What this exercise asks –
a: Rewrite the passage of the Royal Ascot article starting at "A minute's silence" and ending at "22nd win at Royal Ascot.", changing "parade ring" to "paddock".
b: Answer these questions from the Royal Ascot article, giving each answer on its own line with the same mark:
(i) In what year did Animal Kingdom win the Kentucky Derby?
(ii) How many races did Henry Cecil win at Ascot?
(iii) Which race did Dawn Approach win at Newmarket in May?

Study text –
○ ○ ○ ○ ○ ○ ○

ASCOT, England (AP) - Fair Hill, Md.-based Animal Kingdom is coming a long way to Royal Ascot, chasing one last win.
The winner of the Kentucky Derby in 2011 and the $10 million Dubai World Cup this year is to be retired to stud after running in the Queen Anne Stakes on Tuesday.
Not since 1936 has a Kentucky Derby winner competed at Royal Ascot. On that occasion, 1935 Triple Crown winner Omaha finished second in the Gold Cup - the signature race at Ascot.
"Royal Ascot is a bonus for me because I thought Dubai was his last race," trainer Graham Motion said. "I feel very fortunate that [the owners] have taken on this very sporting challenge at Royal Ascot.
"In the States, we have a lot of opportunities for easy pickings so it's more of a sporting challenge to come here. It would be a shot in the arm for America if he was to win at Royal Ascot."
Victory, though, will not come easy for Animal Kingdom, the odds-on favorite by British bookmakers. Accustomed to racing on dirt and on a left-turn track, he will have to contend with the up-and-down nature of Ascot's famous straight mile.
"Animal Kingdom is a very good horse, but this will be a different game for him," said Patrick Barbe, racing manager for Animal Kingdom's biggest rival, Elusive Kate.
A second win abroad will clearly boost the injury-prone horse's value as a stallion. It will also be a milestone for Motion, who trains out of the Fair Hill Training Center in Maryland just across the Pennsylvania border but was brought up 6 miles from the racing hotbed of Newmarket in England.
Motion's boyhood hero was Henry Cecil, one of Britain's greatest trainers who died last week of cancer. Cecil won a record 75 races on this track - including Frankel's sensational 11-length victory in the Queen Anne Stakes in 2012 - and will be honored during the five-day meet that starts Tuesday.
"It's tremendous to be running in a race that Frankel won last year and Sir Henry Cecil was one of the people I admired the most when growing up in Newmarket, so it's quite emotional," Motion said.
A minute's silence will be held for Cecil on Tuesday after the arrival of the royal procession in the parade ring. Friday's Queen's Vase race, won a record eight times by Cecil, will be titled "The Queen's Vase In Memory of Sir Henry Cecil." Jockeys riding in that race will wear black armbands.
Last year, unbeaten Black Caviar ran at Ascot for her first appearance outside Australia, winning the Diamond Jubilee Stakes for her 22nd straight win. She was retired this year with a 25-0 record.
Estimate, owned by Queen Elizabeth II, was the winner of the Queen's Vase last year. This time, the filly will be running in Thursday's Gold Cup, the meet's feature race. The queen is seeking a 22nd win at Royal Ascot.
The meet, with total prize money of $7.9 million, also marks the return to racing of Dawn Approach. The Godolphin horse won the 2,000 Guineas at Newmarket in May before flopping in the English Derby this month over a longer distance. Dawn Approach is running in the St. James's Palace Stakes on Tuesday.
"Hopefully, Dawn Approach can reproduce his Guineas effort," said Simon Crisford, racing manager of Godolphin.

○ ○ ○ ○ ○ ○ ○

Data to examine –

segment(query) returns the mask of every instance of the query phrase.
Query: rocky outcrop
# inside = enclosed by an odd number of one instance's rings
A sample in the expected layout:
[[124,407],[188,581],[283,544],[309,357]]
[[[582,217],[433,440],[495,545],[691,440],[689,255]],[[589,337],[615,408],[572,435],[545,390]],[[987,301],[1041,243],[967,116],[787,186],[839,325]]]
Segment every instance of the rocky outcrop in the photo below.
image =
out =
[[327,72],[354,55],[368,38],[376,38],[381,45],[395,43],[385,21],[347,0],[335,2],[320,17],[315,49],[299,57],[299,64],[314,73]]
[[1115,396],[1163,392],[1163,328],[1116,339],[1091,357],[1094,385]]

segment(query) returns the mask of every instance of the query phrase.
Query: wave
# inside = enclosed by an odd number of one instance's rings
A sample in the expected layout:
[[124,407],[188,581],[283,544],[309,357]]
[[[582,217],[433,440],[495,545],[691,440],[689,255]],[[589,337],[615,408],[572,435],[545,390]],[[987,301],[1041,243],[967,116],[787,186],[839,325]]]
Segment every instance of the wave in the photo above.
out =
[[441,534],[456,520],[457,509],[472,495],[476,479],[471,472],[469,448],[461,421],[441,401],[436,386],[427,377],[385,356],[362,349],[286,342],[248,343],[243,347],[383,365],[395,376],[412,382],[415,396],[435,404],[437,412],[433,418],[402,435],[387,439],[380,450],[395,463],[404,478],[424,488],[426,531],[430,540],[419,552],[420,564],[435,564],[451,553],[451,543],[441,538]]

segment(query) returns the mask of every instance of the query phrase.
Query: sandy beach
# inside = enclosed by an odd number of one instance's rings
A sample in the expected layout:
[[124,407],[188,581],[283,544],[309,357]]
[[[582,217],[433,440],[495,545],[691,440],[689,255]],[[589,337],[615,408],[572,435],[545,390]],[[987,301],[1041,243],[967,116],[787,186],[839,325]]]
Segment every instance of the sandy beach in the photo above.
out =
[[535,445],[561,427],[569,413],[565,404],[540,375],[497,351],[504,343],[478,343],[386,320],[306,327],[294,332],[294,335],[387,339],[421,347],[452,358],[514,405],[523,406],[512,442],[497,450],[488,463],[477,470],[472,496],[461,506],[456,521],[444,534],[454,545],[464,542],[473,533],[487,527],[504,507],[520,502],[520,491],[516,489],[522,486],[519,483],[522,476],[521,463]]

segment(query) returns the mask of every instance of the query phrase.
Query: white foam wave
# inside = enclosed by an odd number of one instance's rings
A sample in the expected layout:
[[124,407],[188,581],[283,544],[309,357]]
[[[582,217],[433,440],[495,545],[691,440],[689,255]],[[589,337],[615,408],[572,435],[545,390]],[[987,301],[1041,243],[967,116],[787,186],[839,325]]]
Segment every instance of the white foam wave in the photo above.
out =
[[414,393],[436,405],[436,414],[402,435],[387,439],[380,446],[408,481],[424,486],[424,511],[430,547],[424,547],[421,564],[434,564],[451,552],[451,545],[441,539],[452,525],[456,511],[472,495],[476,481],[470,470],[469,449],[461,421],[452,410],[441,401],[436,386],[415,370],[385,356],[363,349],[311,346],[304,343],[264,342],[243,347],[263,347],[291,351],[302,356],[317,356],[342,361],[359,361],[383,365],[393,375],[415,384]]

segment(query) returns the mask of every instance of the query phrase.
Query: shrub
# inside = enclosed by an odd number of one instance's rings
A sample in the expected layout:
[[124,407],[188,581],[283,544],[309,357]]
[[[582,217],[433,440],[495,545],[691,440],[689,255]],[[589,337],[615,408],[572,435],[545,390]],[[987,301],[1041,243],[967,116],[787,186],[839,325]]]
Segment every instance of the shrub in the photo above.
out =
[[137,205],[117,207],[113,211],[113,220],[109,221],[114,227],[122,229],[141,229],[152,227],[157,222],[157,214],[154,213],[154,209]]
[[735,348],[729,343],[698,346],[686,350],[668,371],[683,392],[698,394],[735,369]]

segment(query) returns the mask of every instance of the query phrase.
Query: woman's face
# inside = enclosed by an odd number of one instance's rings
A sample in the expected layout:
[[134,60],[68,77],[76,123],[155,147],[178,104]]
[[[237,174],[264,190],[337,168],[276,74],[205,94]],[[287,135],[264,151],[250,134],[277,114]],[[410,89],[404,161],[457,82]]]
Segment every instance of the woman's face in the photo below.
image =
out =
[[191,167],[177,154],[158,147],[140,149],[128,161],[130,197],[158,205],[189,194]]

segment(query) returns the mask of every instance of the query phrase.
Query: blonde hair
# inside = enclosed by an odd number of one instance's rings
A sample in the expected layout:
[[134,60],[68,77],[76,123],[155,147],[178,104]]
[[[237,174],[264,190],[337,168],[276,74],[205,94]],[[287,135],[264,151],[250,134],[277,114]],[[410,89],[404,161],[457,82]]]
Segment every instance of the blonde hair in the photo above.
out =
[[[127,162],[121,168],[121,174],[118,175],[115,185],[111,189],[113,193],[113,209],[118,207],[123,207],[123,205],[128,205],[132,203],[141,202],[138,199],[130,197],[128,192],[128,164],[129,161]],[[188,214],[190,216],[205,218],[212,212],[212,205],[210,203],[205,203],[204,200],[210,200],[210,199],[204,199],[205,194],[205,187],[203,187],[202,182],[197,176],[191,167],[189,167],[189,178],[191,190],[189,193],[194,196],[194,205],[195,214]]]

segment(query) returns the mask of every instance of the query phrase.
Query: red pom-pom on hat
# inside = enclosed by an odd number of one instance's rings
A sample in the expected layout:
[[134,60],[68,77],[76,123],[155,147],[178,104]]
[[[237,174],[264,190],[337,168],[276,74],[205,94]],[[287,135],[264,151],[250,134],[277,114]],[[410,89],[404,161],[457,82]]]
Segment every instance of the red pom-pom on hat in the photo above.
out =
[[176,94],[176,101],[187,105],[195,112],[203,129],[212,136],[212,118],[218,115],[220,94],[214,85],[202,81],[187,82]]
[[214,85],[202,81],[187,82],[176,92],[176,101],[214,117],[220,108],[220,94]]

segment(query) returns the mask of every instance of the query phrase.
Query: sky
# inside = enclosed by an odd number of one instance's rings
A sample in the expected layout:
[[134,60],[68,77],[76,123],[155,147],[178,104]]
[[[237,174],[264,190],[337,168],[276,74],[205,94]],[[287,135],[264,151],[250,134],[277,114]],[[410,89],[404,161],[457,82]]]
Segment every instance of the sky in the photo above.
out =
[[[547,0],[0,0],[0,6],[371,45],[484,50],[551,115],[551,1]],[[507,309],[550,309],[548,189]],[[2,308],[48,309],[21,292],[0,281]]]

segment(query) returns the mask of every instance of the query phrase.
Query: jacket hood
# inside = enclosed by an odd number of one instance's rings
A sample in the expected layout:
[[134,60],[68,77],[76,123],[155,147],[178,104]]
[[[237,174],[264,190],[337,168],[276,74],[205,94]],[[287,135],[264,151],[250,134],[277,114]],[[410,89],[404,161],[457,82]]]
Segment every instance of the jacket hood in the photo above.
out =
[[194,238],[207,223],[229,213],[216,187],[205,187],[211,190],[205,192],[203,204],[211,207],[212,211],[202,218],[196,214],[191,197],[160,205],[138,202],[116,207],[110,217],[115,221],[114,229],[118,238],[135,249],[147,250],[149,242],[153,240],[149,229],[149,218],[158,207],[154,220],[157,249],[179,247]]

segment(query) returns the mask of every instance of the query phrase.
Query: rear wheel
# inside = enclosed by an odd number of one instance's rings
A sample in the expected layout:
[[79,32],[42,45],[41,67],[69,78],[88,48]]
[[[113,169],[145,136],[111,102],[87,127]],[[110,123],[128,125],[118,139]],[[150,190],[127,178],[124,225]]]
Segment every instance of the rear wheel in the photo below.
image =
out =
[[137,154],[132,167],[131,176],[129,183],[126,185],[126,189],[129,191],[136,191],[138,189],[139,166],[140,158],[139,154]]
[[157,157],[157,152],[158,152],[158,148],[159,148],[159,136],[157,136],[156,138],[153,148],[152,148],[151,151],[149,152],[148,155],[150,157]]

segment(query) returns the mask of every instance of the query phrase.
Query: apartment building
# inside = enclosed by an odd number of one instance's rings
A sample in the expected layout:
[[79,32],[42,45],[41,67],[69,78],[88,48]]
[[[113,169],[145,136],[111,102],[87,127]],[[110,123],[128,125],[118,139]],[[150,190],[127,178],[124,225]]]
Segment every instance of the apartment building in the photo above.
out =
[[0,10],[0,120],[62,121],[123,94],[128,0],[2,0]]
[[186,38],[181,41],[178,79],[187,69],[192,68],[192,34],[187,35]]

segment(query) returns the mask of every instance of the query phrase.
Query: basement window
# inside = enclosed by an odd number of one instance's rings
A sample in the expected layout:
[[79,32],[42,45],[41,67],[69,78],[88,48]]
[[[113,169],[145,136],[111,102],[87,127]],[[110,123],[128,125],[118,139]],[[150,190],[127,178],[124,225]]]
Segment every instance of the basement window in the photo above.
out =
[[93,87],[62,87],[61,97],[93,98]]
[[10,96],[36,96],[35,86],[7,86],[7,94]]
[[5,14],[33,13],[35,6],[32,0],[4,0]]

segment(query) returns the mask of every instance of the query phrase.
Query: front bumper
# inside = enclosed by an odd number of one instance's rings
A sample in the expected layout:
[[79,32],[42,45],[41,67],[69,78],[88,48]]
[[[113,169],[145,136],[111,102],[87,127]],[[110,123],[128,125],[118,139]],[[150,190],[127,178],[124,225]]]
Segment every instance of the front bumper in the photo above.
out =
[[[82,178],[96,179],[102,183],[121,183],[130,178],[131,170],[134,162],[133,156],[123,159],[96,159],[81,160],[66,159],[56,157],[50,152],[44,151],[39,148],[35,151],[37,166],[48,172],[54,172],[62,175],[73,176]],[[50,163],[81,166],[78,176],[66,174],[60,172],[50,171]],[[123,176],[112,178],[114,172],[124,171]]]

○ ○ ○ ○ ○ ○ ○

Responses by task –
a:
A minute's silence will be held for Cecil on Tuesday after the arrival of the royal procession in the paddock. Friday's Queen's Vase race, won a record eight times by Cecil, will be titled "The Queen's Vase In Memory of Sir Henry Cecil." Jockeys riding in that race will wear black armbands.
Last year, unbeaten Black Caviar ran at Ascot for her first appearance outside Australia, winning the Diamond Jubilee Stakes for her 22nd straight win. She was retired this year with a 25-0 record.
Estimate, owned by Queen Elizabeth II, was the winner of the Queen's Vase last year. This time, the filly will be running in Thursday's Gold Cup, the meet's feature race. The queen is seeking a 22nd win at Royal Ascot.

b:
(i) 2011
(ii) 75
(iii) The 2,000 Guineas